*Aim of the task:* Recast the part of the data that runs from its start through the line containing "M 171 310 L" as a numbered list, and leave out blank lines.
───── Data for processing ─────
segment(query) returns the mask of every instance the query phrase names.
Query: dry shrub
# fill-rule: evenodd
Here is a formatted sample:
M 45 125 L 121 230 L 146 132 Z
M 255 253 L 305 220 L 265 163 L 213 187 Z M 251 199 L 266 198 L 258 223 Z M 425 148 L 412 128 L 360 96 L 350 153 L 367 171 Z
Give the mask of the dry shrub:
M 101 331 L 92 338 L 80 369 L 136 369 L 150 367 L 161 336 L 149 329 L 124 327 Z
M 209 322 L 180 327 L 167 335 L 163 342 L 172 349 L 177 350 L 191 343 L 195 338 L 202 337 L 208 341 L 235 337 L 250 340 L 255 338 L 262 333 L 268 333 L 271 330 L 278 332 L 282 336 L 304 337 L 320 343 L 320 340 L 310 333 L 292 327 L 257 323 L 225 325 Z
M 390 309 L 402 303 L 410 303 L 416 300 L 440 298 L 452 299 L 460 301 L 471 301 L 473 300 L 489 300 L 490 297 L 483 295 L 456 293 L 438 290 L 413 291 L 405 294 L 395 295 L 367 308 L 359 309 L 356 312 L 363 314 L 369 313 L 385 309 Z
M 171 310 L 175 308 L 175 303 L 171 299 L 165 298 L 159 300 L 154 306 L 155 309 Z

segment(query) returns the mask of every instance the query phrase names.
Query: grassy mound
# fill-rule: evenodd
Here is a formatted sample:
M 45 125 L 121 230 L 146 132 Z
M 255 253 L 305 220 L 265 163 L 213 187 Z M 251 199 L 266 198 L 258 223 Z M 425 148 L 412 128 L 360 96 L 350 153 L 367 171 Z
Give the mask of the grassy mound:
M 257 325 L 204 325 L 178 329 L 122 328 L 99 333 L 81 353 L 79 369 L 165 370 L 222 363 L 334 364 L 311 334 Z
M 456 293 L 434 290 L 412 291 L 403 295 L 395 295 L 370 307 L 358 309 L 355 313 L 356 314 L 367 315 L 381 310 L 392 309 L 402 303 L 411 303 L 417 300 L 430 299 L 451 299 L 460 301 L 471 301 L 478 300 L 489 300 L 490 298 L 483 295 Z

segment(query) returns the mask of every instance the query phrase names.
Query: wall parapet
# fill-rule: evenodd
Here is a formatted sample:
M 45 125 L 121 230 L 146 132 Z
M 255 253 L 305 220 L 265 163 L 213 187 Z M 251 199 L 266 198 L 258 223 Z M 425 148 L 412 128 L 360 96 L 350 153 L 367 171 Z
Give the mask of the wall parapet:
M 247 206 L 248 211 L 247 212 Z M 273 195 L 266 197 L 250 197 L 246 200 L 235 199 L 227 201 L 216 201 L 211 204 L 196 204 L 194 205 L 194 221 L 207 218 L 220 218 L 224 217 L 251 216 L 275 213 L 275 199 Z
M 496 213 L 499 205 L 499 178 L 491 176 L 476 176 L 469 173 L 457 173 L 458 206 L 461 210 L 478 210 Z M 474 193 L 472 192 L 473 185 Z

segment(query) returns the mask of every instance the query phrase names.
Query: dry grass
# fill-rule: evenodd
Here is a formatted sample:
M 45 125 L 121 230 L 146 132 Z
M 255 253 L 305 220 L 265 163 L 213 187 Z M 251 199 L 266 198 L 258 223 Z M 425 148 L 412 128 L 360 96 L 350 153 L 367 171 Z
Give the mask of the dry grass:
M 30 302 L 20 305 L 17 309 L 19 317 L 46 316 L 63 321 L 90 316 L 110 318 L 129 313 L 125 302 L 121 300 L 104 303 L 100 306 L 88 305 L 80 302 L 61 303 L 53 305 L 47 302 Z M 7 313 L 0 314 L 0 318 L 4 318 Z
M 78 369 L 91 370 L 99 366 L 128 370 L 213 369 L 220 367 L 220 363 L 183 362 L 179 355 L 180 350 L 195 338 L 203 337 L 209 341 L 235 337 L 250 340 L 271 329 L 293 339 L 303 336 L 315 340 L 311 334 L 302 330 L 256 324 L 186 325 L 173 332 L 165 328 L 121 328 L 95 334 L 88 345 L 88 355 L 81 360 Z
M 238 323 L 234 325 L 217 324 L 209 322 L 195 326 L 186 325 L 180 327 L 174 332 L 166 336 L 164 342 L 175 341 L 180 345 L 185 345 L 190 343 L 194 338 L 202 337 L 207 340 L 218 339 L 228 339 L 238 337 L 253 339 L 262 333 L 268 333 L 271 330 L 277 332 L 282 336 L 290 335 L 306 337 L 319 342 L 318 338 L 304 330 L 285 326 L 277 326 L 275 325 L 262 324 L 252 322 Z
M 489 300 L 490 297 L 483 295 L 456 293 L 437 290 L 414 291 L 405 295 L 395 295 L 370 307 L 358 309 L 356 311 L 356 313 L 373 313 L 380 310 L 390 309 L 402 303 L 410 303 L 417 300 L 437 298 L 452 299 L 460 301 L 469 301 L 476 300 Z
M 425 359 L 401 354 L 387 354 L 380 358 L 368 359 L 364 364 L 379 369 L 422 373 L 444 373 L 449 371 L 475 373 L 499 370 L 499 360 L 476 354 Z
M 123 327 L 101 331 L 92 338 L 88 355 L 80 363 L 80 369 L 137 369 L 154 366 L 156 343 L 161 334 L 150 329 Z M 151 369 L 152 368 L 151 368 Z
─────
*Task output:*
1. segment(query) returns the mask of every instance the query phrase names.
2. Query: dry shrub
3. # fill-rule: evenodd
4. Here is a formatted sample:
5. M 45 125 L 121 230 L 146 132 Z
6. M 255 253 L 305 220 L 265 163 L 213 187 Z M 251 199 L 266 198 L 258 223 Z M 425 148 L 412 128 L 360 96 L 350 153 L 367 171 Z
7. Give the mask of the dry shrub:
8. M 101 331 L 92 338 L 80 369 L 136 369 L 150 367 L 161 336 L 149 329 L 124 327 Z
9. M 209 322 L 180 327 L 167 335 L 163 342 L 172 349 L 177 350 L 191 343 L 195 338 L 202 337 L 208 341 L 235 337 L 250 340 L 255 338 L 262 333 L 268 333 L 271 330 L 278 332 L 282 336 L 304 337 L 320 343 L 320 340 L 310 333 L 292 327 L 257 323 L 225 325 Z
10. M 390 309 L 402 303 L 410 303 L 416 300 L 440 298 L 452 299 L 460 301 L 471 301 L 473 300 L 489 300 L 490 297 L 483 295 L 456 293 L 438 290 L 413 291 L 405 294 L 395 295 L 367 308 L 359 309 L 356 312 L 363 314 L 369 313 L 385 309 Z
11. M 171 310 L 175 308 L 175 303 L 171 299 L 165 298 L 159 300 L 154 306 L 155 309 Z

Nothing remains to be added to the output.